> Problem to work on
Copy out the rows from the line containing "# point at: tree line (one per instance)" through the end of the rows, both ends included, and leave the pictures out.
-- Start of Given data --
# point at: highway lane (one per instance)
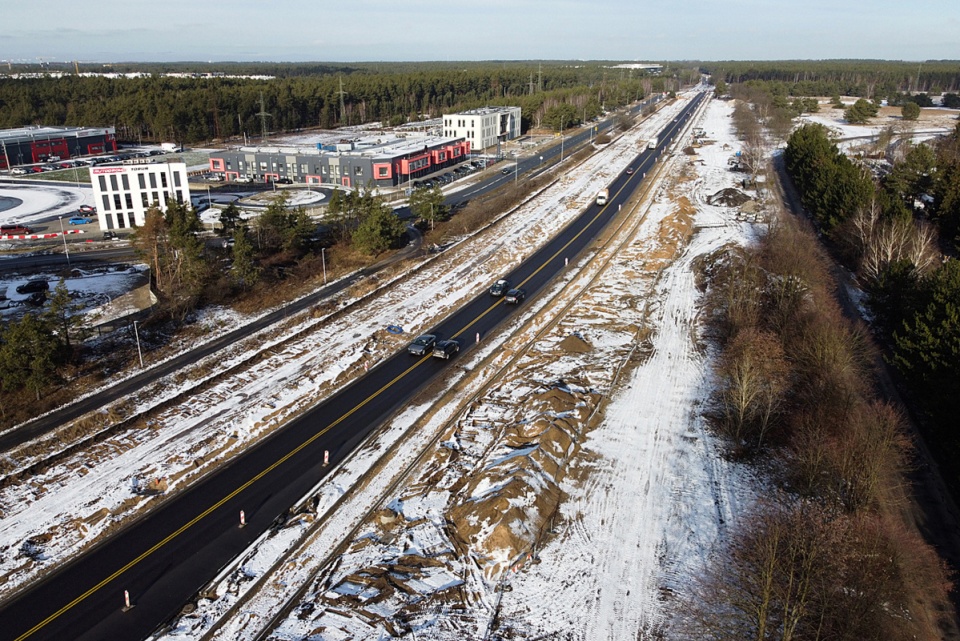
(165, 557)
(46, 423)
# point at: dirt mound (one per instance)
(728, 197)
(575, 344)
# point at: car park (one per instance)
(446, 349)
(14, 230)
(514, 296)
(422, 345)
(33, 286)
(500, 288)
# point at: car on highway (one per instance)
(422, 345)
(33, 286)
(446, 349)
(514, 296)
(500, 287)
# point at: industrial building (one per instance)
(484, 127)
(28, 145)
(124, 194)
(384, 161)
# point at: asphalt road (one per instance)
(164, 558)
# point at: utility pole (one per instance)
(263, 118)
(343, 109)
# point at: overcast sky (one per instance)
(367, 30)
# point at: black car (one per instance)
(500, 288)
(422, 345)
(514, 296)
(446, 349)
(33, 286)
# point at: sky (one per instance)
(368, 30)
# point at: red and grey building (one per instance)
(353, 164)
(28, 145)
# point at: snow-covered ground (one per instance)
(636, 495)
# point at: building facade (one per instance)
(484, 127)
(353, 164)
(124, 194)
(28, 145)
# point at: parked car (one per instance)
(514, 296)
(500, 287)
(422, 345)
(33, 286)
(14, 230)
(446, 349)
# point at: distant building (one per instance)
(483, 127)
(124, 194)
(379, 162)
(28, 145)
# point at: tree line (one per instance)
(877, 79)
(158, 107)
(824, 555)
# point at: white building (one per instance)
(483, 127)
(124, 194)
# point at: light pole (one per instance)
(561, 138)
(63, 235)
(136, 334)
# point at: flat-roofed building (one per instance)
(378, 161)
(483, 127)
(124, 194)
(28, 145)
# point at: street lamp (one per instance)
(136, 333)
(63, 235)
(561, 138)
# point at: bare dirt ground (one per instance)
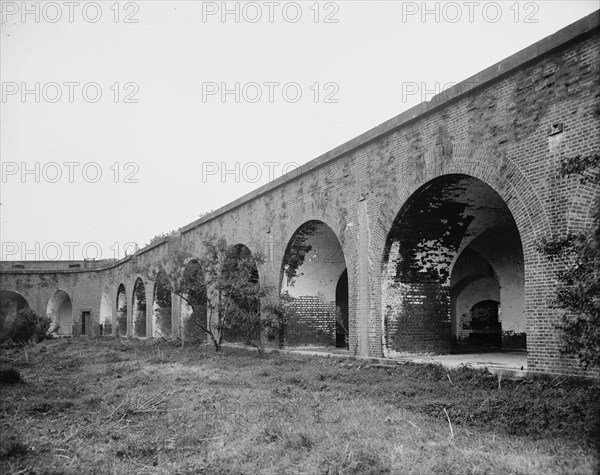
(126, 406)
-- End of Given data --
> Written solution
# point at: tree line (one per instance)
(877, 79)
(158, 107)
(824, 555)
# point at: white building (one per instance)
(483, 127)
(124, 194)
# point at: light pole (one per instance)
(561, 138)
(63, 235)
(136, 334)
# point at: flat-roofed building (one per instance)
(378, 161)
(483, 127)
(124, 194)
(28, 145)
# point at: street lamp (one per instance)
(136, 333)
(63, 235)
(561, 138)
# point at: bare dirt ground (one per instance)
(126, 406)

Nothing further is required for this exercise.